DIRECTIONS:
Copy, word for word, the lines of the entries below between the one with "Target: smoke plume" and the one with "Target: white smoke", inclusive, and leave out everything else.

SUPPLIED ENTRIES:
▼
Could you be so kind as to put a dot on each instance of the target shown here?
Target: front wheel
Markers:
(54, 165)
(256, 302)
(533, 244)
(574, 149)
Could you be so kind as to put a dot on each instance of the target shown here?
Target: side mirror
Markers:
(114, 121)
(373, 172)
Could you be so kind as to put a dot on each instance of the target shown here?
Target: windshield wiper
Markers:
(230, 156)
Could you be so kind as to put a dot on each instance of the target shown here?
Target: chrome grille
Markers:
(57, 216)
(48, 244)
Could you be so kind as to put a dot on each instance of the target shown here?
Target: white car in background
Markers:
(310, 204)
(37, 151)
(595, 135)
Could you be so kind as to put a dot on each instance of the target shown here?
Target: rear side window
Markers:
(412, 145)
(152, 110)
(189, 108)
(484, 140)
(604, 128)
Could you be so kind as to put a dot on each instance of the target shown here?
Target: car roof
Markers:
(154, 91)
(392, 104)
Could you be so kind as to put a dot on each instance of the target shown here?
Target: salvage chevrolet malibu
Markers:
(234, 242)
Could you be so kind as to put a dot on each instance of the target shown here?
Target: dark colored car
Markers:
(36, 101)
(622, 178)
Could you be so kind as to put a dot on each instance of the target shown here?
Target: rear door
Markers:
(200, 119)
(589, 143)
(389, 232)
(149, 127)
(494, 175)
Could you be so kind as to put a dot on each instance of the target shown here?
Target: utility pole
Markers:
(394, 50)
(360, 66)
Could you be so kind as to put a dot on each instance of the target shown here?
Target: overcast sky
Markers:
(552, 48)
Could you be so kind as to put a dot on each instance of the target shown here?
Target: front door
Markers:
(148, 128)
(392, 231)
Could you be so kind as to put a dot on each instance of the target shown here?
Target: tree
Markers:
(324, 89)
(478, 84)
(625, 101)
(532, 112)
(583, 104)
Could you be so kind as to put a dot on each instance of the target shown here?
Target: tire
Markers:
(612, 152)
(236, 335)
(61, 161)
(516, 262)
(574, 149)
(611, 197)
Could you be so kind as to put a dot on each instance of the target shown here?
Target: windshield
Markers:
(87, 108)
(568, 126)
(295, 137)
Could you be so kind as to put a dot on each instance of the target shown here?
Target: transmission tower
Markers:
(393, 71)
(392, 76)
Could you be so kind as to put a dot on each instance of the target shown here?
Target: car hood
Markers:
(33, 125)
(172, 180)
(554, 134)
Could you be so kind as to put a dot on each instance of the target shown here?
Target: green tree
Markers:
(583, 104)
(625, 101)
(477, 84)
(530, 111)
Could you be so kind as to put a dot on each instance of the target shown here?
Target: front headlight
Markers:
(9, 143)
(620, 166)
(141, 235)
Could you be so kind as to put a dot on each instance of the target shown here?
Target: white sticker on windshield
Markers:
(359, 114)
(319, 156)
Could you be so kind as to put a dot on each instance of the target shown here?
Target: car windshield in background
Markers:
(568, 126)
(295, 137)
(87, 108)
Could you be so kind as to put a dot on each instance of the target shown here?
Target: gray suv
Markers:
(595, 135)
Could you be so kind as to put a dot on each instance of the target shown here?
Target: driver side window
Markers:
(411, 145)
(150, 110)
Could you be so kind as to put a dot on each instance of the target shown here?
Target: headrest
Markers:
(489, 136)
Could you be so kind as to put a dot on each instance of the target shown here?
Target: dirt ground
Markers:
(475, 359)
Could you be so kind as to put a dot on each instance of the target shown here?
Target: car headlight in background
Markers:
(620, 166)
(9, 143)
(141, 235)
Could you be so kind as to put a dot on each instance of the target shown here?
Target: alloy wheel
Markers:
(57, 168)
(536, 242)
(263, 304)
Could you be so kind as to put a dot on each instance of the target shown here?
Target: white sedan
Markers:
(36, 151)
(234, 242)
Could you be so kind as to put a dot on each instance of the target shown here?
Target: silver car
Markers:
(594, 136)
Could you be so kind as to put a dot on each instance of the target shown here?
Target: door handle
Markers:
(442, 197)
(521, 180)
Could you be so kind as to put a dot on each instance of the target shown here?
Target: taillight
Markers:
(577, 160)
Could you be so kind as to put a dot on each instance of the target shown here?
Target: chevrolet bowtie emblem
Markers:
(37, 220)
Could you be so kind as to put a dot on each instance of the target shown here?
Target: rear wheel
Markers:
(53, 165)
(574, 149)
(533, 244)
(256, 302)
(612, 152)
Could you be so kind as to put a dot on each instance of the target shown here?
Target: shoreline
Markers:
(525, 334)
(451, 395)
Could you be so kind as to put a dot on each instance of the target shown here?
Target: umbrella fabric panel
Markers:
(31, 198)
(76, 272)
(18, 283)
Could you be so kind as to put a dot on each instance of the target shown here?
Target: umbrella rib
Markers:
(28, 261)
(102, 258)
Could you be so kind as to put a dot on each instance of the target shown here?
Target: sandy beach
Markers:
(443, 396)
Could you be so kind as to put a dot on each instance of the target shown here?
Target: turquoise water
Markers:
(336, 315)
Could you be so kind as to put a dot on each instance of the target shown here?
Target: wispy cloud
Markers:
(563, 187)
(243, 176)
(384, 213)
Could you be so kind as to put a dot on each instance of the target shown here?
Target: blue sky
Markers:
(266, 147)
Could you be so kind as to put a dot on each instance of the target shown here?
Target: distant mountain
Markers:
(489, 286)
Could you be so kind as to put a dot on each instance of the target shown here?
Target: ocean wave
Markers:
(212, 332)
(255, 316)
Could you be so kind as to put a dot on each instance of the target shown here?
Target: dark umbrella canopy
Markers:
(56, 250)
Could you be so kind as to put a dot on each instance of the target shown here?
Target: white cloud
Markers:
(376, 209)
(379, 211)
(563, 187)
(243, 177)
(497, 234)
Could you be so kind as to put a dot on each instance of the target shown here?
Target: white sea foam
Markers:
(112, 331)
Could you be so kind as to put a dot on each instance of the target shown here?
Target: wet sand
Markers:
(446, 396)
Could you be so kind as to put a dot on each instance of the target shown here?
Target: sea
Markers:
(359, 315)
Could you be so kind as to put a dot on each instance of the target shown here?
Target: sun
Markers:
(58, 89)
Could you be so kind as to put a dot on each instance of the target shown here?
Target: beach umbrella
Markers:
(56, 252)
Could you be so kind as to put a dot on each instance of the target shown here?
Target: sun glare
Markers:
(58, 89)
▲
▼
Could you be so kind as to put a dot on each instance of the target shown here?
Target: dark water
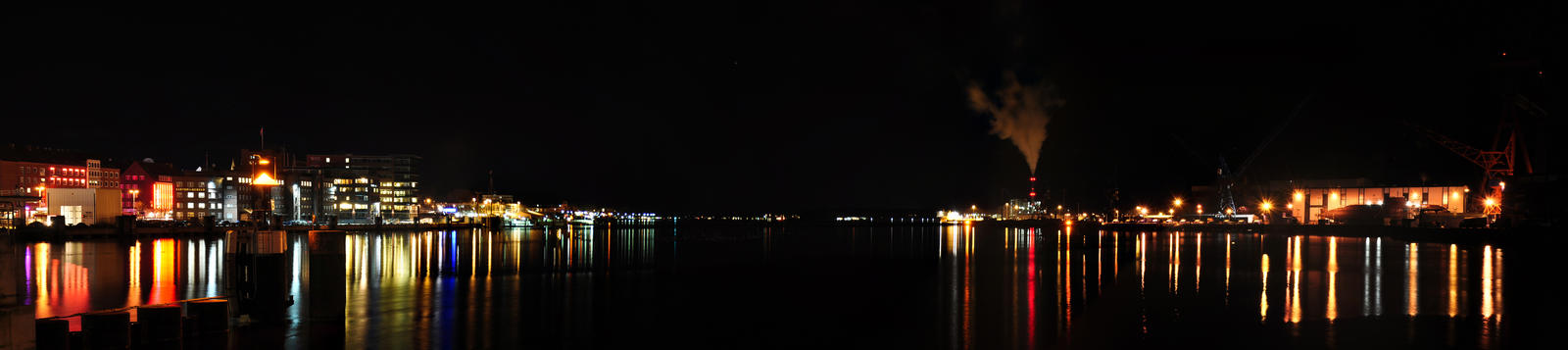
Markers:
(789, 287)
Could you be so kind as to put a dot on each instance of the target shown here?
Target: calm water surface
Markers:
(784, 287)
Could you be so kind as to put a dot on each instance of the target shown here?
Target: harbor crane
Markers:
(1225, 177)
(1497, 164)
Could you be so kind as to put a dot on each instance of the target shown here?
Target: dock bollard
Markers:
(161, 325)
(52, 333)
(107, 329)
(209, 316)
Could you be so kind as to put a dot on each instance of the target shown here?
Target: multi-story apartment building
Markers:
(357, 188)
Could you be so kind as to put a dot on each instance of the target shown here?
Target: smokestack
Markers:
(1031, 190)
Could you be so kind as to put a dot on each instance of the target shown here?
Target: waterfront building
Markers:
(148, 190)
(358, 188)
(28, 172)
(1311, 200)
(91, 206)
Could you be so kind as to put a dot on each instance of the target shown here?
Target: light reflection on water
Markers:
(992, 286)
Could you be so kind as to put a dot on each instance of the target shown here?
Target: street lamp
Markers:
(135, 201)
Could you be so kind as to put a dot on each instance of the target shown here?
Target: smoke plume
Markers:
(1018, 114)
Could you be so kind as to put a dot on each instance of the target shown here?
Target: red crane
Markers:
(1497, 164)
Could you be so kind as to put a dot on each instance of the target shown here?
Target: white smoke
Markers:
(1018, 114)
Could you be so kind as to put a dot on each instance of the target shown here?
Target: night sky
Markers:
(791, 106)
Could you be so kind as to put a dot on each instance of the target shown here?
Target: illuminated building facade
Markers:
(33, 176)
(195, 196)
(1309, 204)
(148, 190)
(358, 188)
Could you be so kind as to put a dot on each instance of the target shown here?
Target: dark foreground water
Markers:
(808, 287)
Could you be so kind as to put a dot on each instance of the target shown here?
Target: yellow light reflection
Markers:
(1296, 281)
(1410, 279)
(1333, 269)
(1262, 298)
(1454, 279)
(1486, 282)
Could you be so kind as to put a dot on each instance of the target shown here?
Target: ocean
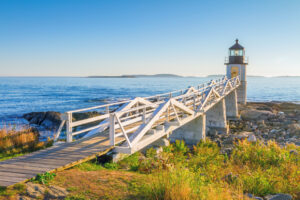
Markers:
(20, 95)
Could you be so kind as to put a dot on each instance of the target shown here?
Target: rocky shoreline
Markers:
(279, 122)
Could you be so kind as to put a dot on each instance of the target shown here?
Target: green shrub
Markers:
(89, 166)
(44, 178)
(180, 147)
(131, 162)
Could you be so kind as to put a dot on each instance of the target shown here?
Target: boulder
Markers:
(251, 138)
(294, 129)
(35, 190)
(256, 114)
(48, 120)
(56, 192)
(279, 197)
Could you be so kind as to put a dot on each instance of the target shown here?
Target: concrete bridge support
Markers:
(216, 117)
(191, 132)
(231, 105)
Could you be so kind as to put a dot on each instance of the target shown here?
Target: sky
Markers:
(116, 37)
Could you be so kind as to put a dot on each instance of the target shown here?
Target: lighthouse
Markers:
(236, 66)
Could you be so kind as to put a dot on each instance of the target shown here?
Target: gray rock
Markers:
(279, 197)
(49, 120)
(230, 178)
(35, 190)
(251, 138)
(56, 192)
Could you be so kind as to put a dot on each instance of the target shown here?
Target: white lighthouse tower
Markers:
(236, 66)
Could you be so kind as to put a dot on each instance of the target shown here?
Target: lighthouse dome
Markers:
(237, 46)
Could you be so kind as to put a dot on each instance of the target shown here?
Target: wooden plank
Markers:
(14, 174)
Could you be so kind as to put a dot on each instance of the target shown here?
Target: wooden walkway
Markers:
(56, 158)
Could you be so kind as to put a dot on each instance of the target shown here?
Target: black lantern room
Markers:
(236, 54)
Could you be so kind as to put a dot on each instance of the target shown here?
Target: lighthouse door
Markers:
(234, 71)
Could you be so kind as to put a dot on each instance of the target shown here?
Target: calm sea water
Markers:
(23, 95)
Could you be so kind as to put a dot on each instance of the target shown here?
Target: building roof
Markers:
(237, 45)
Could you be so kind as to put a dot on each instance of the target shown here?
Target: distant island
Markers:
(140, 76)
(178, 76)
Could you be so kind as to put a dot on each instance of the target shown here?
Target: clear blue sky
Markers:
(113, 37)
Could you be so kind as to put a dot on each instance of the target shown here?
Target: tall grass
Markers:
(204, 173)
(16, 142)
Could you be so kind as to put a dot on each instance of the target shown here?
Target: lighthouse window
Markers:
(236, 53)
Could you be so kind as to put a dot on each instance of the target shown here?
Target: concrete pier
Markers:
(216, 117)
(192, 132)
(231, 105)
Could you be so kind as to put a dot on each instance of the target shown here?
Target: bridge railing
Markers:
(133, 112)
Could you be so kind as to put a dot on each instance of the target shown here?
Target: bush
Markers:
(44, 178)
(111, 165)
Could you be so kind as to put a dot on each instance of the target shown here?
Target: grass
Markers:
▲
EXERCISE RESULT:
Target: smoke plume
Markers:
(1018, 114)
Could you be so kind as to put a dot on each instance of the target shown here?
Target: red crane
Markers:
(1497, 164)
Could you be so kind as to put a dot on each instance of the target shown here?
Target: white smoke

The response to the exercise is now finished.